Set exercise A.
In the records below, arrange everything from the line containing "Spot the cardboard" down to the line containing "387), (63, 75)]" as a Markdown table with the columns Row and Line, leaving out any blank lines.

Workflows

Introduction

ReSim workflows provide a powerful way to organize and manage collections of test suites for CI/CD pipelines. Instead of managing individual test suites separately, workflows allow you to group related test suites together and run them as a single unit. Where a single batch answers "how does this build perform on these experiences?", a workflow answers "how does this version of our software perform across all the test suites we care about?" — producing one batch per enabled test suite in a single operation.

Why use workflows?

ReSim is frequently used with CI/CD platforms like GitHub Actions and GitLab CI to trigger test suites on pull requests, releases, and scheduled runs (e.g., nightly tests). While you can trigger individual test suites directly, this approach has limitations:

Configuration Management: Adding new test suites or temporarily disabling tests requires updating CI workflow files and pushing changes
Complexity: Managing multiple test suite triggers across different CI events becomes unwieldy
Flexibility: Making runtime changes to test configurations requires code changes

How workflows help

Workflows solve these problems by providing:

Named Collections: Group related test suites (e.g., "nightly", "regression", "smoke tests") under meaningful names
Runtime Configuration: Enable/disable test suites or add new ones through the ReSim UI without code changes
Simplified CI: Trigger entire test collections with a single command
Multi-System Testing: Test several systems (e.g., a planner and a perception stack) in one run by supplying one build per system
Flexible Management: Update test suite configurations independently of your CI pipeline

Key concepts

Concept	Description
Workflow	A project-scoped collection of test suites, each marked enabled or disabled. Has a name, description, and an optional CI link.

Source material.

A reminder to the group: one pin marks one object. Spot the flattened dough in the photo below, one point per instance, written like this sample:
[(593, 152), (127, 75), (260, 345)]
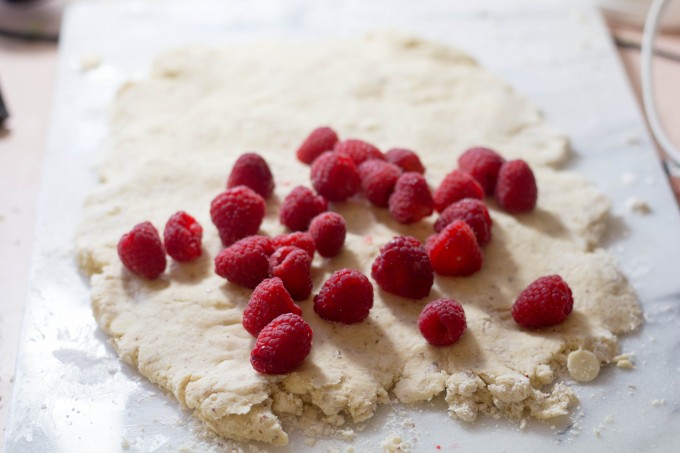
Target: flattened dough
[(173, 139)]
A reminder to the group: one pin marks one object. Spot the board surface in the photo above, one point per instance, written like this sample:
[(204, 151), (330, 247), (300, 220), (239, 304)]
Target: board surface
[(73, 394)]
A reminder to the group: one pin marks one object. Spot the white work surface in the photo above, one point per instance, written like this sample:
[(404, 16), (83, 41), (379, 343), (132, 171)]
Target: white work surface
[(72, 394)]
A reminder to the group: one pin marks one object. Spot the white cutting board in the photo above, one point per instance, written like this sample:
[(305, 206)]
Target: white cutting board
[(72, 394)]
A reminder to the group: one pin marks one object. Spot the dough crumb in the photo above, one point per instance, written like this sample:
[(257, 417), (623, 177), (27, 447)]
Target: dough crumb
[(394, 443), (638, 205), (624, 361), (583, 366), (88, 62)]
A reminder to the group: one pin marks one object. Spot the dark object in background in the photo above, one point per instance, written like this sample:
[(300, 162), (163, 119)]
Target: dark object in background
[(31, 20), (4, 114)]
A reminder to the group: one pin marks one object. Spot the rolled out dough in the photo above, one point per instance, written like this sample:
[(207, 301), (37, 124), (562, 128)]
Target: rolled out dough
[(173, 139)]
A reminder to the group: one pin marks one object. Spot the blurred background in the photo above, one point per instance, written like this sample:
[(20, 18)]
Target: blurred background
[(29, 34)]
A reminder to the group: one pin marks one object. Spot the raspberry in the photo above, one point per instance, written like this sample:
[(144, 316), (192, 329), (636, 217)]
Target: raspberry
[(405, 159), (246, 262), (300, 207), (455, 250), (237, 213), (411, 199), (456, 186), (442, 322), (294, 267), (319, 141), (251, 170), (299, 239), (328, 230), (335, 176), (141, 251), (516, 189), (483, 165), (346, 297), (473, 212), (545, 302), (282, 345), (269, 300), (182, 237), (358, 150), (377, 180), (403, 268)]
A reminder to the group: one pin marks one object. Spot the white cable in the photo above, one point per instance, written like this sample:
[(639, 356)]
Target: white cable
[(647, 71)]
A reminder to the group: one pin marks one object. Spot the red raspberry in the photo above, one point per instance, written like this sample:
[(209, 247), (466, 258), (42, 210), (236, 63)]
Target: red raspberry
[(300, 207), (251, 170), (182, 237), (246, 262), (403, 268), (358, 150), (269, 300), (411, 199), (442, 322), (319, 141), (455, 250), (346, 297), (294, 267), (141, 251), (328, 230), (377, 180), (335, 176), (545, 302), (483, 165), (237, 213), (516, 189), (456, 186), (473, 212), (406, 159), (282, 345), (299, 239)]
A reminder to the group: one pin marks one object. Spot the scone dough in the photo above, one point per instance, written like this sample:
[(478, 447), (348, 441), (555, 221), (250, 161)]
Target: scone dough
[(173, 139)]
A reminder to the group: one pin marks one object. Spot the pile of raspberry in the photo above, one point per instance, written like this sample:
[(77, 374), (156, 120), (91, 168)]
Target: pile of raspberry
[(278, 269)]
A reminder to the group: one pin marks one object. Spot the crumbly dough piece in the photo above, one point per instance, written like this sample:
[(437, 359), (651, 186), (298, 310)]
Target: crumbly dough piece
[(173, 139)]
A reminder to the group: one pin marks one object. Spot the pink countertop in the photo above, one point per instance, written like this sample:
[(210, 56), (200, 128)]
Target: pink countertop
[(27, 78)]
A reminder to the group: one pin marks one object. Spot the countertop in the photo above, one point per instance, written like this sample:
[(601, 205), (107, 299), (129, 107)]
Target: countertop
[(27, 72)]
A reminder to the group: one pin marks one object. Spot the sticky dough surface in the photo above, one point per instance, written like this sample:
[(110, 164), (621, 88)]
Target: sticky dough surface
[(173, 139)]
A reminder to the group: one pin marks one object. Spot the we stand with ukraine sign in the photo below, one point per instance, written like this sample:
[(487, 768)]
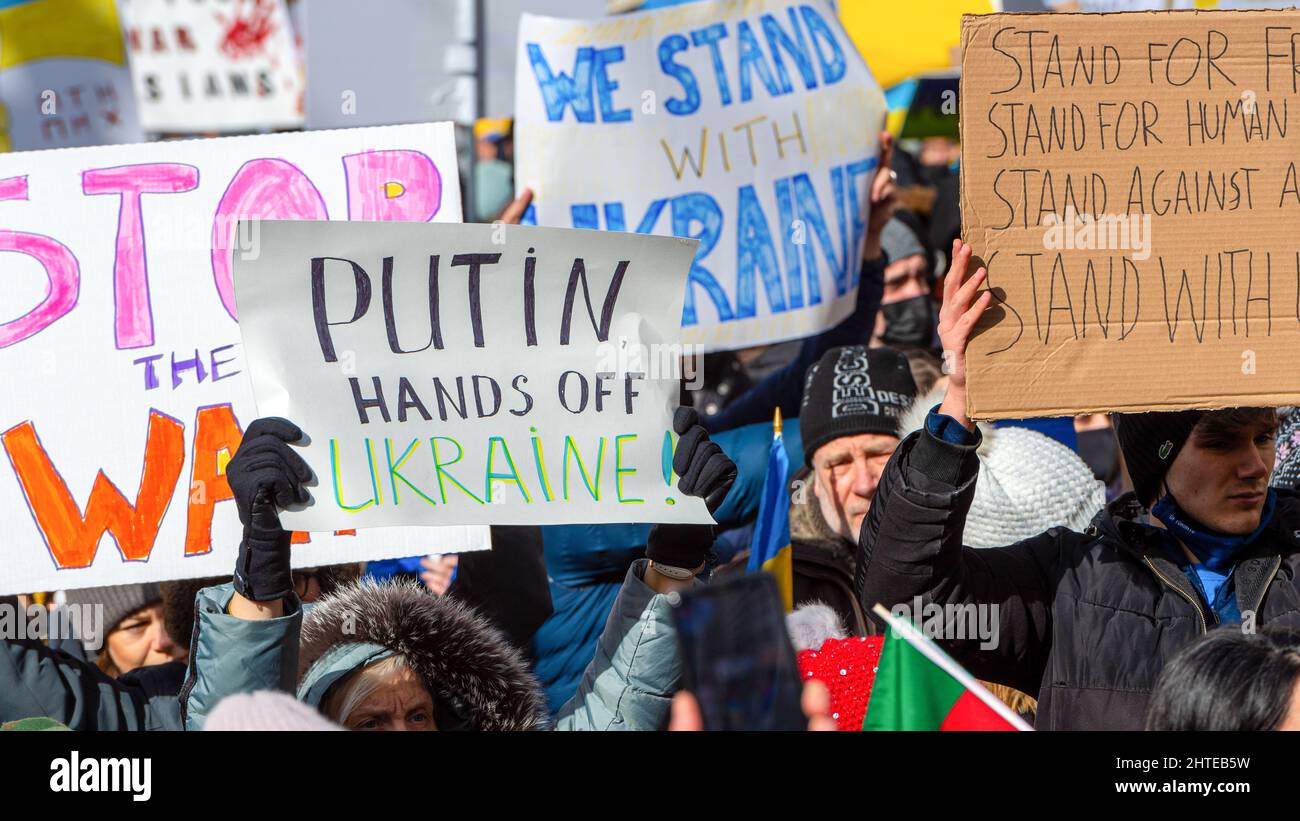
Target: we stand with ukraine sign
[(749, 126)]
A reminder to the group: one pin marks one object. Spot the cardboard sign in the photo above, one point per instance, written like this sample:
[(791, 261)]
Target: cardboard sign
[(471, 373), (1131, 181), (213, 65), (749, 126), (126, 387), (63, 75)]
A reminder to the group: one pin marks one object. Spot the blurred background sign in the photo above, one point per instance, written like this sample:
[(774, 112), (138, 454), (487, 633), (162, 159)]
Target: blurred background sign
[(64, 78), (213, 65), (900, 40)]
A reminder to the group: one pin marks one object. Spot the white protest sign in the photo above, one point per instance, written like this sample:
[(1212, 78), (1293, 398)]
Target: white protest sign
[(126, 389), (749, 126), (471, 373), (213, 65)]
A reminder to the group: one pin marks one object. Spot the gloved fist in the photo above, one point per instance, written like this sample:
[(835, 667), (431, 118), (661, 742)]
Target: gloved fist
[(265, 476), (705, 470)]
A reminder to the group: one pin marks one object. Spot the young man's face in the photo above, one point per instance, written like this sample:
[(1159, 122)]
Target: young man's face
[(1221, 476), (846, 473)]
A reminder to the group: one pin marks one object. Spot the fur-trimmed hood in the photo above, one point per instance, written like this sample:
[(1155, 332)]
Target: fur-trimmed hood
[(466, 663)]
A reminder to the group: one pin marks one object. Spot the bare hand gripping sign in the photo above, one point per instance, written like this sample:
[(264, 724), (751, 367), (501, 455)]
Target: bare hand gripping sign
[(471, 373), (1131, 182)]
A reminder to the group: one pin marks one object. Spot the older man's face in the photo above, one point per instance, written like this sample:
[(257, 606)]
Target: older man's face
[(846, 473)]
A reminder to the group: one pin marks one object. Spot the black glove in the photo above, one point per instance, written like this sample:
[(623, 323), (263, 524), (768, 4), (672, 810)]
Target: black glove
[(705, 472), (267, 474)]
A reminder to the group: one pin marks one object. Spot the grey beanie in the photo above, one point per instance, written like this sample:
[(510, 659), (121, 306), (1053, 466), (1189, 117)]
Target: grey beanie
[(898, 242), (118, 600)]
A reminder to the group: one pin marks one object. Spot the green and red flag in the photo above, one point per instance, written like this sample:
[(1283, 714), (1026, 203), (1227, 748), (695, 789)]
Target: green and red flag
[(919, 687)]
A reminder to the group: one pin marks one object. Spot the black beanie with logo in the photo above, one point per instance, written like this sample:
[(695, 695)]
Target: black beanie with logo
[(854, 390), (1151, 443)]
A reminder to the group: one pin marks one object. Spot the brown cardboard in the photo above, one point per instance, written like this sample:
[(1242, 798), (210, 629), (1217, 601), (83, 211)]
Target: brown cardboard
[(1054, 350)]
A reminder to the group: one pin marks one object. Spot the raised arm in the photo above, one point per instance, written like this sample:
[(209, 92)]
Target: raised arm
[(910, 548)]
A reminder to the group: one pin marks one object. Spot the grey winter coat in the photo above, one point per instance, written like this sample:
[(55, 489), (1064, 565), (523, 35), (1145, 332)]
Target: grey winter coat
[(466, 663)]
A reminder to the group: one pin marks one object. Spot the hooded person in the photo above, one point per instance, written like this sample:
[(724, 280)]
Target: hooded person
[(108, 664), (77, 677), (1087, 620), (133, 633), (908, 316), (376, 656)]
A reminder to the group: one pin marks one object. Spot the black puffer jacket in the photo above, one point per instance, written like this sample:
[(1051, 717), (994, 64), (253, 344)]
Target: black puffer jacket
[(1086, 620)]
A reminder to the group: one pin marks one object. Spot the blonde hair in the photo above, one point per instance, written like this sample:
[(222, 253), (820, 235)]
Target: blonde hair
[(351, 693)]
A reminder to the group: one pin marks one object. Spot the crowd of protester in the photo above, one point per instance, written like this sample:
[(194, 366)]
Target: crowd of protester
[(1144, 567)]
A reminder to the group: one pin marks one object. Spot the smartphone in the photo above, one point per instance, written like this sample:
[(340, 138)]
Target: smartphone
[(739, 661)]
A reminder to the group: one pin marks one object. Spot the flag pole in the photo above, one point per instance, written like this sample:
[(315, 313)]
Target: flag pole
[(932, 651)]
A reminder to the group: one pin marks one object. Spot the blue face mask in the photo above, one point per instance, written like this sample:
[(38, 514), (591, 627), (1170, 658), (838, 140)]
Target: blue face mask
[(1214, 550)]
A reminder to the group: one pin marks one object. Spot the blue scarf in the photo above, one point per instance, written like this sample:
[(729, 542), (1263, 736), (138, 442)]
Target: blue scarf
[(1214, 550)]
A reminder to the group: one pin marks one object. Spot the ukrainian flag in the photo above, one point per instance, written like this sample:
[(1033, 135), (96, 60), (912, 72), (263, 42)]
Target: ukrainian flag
[(770, 548)]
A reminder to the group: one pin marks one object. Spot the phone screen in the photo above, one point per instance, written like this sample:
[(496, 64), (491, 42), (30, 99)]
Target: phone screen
[(737, 656)]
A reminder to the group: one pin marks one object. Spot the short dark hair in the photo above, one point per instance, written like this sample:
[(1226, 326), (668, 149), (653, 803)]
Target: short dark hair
[(1229, 680), (1233, 421)]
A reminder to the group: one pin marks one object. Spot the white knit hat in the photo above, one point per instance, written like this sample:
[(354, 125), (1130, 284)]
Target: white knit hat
[(265, 709), (1027, 483)]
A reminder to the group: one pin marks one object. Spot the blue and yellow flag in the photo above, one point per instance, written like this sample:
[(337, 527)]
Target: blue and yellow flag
[(770, 548)]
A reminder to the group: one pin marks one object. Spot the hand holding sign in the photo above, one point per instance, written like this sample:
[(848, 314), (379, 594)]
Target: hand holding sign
[(267, 474), (706, 472), (957, 318), (884, 189)]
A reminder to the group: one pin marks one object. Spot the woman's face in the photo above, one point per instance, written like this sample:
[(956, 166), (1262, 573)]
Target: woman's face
[(141, 641), (399, 703)]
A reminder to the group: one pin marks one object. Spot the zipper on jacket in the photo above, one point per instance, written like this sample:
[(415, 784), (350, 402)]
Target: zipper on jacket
[(1200, 613), (1264, 590)]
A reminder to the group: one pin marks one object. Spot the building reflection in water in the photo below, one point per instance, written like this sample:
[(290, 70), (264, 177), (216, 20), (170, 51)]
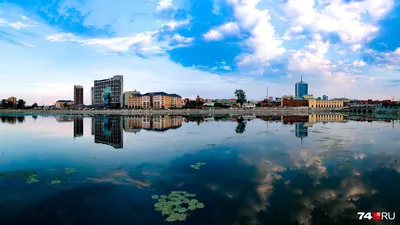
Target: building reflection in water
[(78, 127), (133, 124), (108, 131)]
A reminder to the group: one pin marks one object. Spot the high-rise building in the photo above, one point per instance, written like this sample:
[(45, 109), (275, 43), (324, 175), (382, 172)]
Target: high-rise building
[(301, 88), (78, 127), (92, 95), (108, 92), (78, 95), (126, 96)]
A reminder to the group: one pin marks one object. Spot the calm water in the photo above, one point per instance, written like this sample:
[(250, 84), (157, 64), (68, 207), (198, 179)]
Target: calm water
[(273, 170)]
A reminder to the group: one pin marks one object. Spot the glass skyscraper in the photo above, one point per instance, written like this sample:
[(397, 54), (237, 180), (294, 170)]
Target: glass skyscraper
[(301, 88)]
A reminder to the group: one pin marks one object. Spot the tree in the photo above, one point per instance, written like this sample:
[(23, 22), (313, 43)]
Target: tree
[(4, 103), (241, 125), (240, 97), (21, 104)]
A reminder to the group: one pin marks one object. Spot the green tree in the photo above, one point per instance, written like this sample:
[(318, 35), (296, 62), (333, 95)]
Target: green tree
[(21, 104), (240, 97), (241, 125)]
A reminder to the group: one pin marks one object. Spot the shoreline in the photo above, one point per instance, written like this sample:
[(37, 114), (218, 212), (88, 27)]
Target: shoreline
[(178, 112)]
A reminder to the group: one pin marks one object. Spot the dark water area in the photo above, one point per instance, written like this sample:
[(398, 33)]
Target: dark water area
[(281, 170)]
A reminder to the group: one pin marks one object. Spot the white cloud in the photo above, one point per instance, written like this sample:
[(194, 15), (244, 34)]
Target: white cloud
[(164, 5), (172, 25), (263, 41), (220, 32), (359, 63), (345, 19), (142, 42)]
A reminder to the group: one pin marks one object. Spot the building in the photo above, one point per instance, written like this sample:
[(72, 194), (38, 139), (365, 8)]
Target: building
[(314, 103), (13, 100), (301, 88), (294, 103), (109, 92), (308, 97), (108, 131), (64, 103), (92, 96), (154, 100), (78, 95), (126, 96), (78, 127)]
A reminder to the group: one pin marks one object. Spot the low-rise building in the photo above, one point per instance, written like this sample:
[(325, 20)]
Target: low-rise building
[(154, 100), (64, 103), (314, 103), (13, 100)]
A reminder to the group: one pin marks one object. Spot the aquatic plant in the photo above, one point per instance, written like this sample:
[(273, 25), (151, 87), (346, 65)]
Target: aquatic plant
[(177, 205), (69, 170), (197, 165), (33, 178), (56, 181)]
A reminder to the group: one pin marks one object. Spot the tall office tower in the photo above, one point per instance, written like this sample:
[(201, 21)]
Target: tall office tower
[(92, 95), (109, 92), (301, 88), (78, 127), (78, 95)]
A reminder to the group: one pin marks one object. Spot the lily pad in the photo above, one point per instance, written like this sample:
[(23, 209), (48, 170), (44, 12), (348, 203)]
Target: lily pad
[(182, 217), (69, 170), (200, 205), (32, 179), (154, 196), (56, 181)]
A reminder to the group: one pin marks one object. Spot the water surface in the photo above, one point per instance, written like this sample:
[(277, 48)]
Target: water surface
[(270, 170)]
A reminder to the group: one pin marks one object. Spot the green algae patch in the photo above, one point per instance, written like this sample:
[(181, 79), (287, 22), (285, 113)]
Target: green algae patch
[(69, 170), (177, 205), (197, 165)]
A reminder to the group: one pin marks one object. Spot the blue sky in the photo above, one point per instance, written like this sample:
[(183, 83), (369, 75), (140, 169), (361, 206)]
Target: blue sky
[(200, 47)]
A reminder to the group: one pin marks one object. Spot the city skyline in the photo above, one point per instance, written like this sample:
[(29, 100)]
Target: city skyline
[(352, 48)]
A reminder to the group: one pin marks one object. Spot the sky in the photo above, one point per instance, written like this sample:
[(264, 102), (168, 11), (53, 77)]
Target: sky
[(342, 48)]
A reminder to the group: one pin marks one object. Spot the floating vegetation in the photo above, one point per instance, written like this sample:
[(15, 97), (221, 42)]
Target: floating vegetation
[(197, 165), (324, 146), (177, 206), (69, 170), (33, 178)]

Set exercise B.
Set down the full ReSim workflows page word for word.

Correct result A.
| Row | Line |
|---|---|
| 1 | A reminder to the group: one pin marks one object. Spot the cardboard sign in the photo above, one point per instance, written like this sample: |
| 2 | [(791, 261)] |
| 3 | Target: cardboard sign |
| 4 | [(471, 373), (1131, 181), (213, 65), (749, 126), (126, 387), (63, 75)] |

Correct result B.
Workflows

Introduction

ReSim workflows provide a powerful way to organize and manage collections of test suites for CI/CD pipelines. Instead of managing individual test suites separately, workflows allow you to group related test suites together and run them as a single unit. Where a single batch answers "how does this build perform on these experiences?", a workflow answers "how does this version of our software perform across all the test suites we care about?" — producing one batch per enabled test suite in a single operation.

Why use workflows?

ReSim is frequently used with CI/CD platforms like GitHub Actions and GitLab CI to trigger test suites on pull requests, releases, and scheduled runs (e.g., nightly tests). While you can trigger individual test suites directly, this approach has limitations:

Configuration Management: Adding new test suites or temporarily disabling tests requires updating CI workflow files and pushing changes
Complexity: Managing multiple test suite triggers across different CI events becomes unwieldy
Flexibility: Making runtime changes to test configurations requires code changes

How workflows help

Workflows solve these problems by providing:

Named Collections: Group related test suites (e.g., "nightly", "regression", "smoke tests") under meaningful names
Runtime Configuration: Enable/disable test suites or add new ones through the ReSim UI without code changes
Simplified CI: Trigger entire test collections with a single command
Multi-System Testing: Test several systems (e.g., a planner and a perception stack) in one run by supplying one build per system
Flexible Management: Update test suite configurations independently of your CI pipeline

Key concepts

Concept	Description
Workflow	A project-scoped collection of test suites, each marked enabled or disabled. Has a name, description, and an optional CI link.